Begin Data supplied
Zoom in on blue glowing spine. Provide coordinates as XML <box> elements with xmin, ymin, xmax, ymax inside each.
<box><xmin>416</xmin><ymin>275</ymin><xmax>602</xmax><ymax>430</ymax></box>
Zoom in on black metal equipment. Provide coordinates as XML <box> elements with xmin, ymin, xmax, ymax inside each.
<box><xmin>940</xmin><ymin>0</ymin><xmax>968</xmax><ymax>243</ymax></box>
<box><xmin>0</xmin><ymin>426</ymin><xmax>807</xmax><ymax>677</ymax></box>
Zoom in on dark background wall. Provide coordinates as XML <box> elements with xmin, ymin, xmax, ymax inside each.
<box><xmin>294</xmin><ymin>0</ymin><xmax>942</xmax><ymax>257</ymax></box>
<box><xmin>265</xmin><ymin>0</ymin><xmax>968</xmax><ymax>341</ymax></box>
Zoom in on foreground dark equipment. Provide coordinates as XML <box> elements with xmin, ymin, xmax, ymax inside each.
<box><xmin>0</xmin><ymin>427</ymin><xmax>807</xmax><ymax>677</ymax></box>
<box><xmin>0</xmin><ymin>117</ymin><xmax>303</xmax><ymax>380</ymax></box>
End Data supplied
** Work required **
Give all of the records above as a two-column CSV with the header columns "request" and "annotation", one row per request. Put each request's text and its full answer in one quoted field apiece, and turn any line breaks into spaces.

** Finished answer **
request,annotation
"Zoom in on blue glowing spine. Provide coordinates as XML <box> elements with xmin, ymin, xmax, ymax inside each.","<box><xmin>416</xmin><ymin>275</ymin><xmax>602</xmax><ymax>430</ymax></box>"
"Zoom in on black metal equipment. Provide coordinates as XML <box> elements with xmin, ymin, xmax, ymax inside each.","<box><xmin>940</xmin><ymin>0</ymin><xmax>968</xmax><ymax>243</ymax></box> <box><xmin>0</xmin><ymin>426</ymin><xmax>807</xmax><ymax>677</ymax></box>"
"Zoom in on dark background wall. Provide coordinates as XML <box> elements with xmin, ymin, xmax, ymax inside each.","<box><xmin>294</xmin><ymin>0</ymin><xmax>942</xmax><ymax>257</ymax></box> <box><xmin>265</xmin><ymin>0</ymin><xmax>968</xmax><ymax>341</ymax></box>"
"Zoom in on foreground dark equipment. Provide coordinates as XML <box> elements with xmin, ymin, xmax, ymax inside each.","<box><xmin>0</xmin><ymin>427</ymin><xmax>807</xmax><ymax>677</ymax></box> <box><xmin>0</xmin><ymin>117</ymin><xmax>303</xmax><ymax>380</ymax></box>"